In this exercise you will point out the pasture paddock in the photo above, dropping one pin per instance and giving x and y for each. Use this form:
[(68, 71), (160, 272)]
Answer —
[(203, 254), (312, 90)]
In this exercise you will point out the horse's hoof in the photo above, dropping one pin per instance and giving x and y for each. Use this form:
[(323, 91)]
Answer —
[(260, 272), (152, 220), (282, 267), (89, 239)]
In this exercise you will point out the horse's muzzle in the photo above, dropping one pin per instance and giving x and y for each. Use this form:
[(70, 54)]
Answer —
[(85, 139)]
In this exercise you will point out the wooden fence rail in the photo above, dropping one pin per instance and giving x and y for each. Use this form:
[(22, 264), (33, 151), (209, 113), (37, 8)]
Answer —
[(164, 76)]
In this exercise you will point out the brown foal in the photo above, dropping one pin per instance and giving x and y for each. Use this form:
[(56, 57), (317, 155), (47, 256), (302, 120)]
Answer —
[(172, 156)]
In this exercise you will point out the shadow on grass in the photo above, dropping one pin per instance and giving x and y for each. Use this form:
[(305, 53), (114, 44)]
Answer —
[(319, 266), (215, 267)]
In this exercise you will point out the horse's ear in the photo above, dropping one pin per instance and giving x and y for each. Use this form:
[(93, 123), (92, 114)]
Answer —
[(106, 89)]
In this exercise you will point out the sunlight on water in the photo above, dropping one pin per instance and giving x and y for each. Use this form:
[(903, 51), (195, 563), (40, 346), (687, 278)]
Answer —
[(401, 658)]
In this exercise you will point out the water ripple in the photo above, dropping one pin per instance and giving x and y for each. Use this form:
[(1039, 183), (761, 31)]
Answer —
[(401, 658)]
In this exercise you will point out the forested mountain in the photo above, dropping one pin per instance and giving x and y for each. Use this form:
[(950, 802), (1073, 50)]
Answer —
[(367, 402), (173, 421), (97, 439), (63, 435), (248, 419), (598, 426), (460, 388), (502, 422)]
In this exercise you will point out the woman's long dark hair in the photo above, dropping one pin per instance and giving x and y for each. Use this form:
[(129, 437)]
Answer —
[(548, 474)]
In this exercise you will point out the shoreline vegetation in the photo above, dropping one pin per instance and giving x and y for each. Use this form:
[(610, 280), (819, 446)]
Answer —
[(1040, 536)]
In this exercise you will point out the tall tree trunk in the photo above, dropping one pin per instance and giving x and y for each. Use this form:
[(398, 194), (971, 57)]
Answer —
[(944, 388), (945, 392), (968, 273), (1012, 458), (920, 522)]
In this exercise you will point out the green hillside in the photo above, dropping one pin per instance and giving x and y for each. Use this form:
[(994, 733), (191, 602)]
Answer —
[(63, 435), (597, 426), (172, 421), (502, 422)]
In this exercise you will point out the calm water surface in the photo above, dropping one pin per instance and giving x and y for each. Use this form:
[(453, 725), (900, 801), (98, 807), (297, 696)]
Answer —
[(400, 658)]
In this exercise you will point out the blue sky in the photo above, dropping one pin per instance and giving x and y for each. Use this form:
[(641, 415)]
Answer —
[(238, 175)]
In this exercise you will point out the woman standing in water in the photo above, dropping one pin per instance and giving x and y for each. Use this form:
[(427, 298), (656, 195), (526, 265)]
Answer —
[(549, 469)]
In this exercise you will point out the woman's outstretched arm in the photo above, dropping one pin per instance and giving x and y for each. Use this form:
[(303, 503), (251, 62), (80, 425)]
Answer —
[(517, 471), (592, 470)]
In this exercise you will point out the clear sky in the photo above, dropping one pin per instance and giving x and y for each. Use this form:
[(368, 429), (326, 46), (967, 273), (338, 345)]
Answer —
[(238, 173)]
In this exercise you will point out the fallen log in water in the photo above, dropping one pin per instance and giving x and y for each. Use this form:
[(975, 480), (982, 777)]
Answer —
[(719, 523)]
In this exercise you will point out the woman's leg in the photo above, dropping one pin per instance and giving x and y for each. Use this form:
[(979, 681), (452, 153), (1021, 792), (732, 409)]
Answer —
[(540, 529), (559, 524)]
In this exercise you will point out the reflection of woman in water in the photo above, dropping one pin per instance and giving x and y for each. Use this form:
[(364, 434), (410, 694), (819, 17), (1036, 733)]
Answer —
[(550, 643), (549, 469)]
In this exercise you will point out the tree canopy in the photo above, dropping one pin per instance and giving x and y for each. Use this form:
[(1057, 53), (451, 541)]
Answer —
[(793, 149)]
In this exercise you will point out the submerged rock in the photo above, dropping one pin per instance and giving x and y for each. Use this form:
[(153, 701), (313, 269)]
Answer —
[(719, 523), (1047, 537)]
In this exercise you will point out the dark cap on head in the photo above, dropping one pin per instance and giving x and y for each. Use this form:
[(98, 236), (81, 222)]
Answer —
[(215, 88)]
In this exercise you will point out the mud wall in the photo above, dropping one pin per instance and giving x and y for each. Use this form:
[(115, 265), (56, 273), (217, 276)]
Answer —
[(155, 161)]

########################################

■ **Exercise details**
What are the lines above, starting at the one with "In this exercise you will point out the reflection" and ending at the one with "[(98, 236), (81, 222)]"? Give them again exactly, and only them.

■ **Answer to the exercise**
In this exercise you will point out the reflection of woman in water in the photo above, dropping one pin per instance and giving x and y for each. Use this form:
[(364, 434), (410, 694), (819, 17), (1036, 733)]
Answer —
[(550, 643), (549, 469)]
In this exercise you will point out the tree canopy in the photo above, dropping one pin per instance and giving x and y for each. Use this form:
[(1057, 53), (451, 541)]
Answer —
[(793, 149)]
In this exercise you will point out the submerged rock in the photo above, dropping one pin per instance and giving x and y for each. Use this form:
[(153, 701), (313, 269)]
Answer —
[(719, 523), (1047, 537)]
In this exercise you will point out the dark cap on head in the photo above, dropping one pin per instance and giving x and y for each. Use this form:
[(98, 236), (81, 222)]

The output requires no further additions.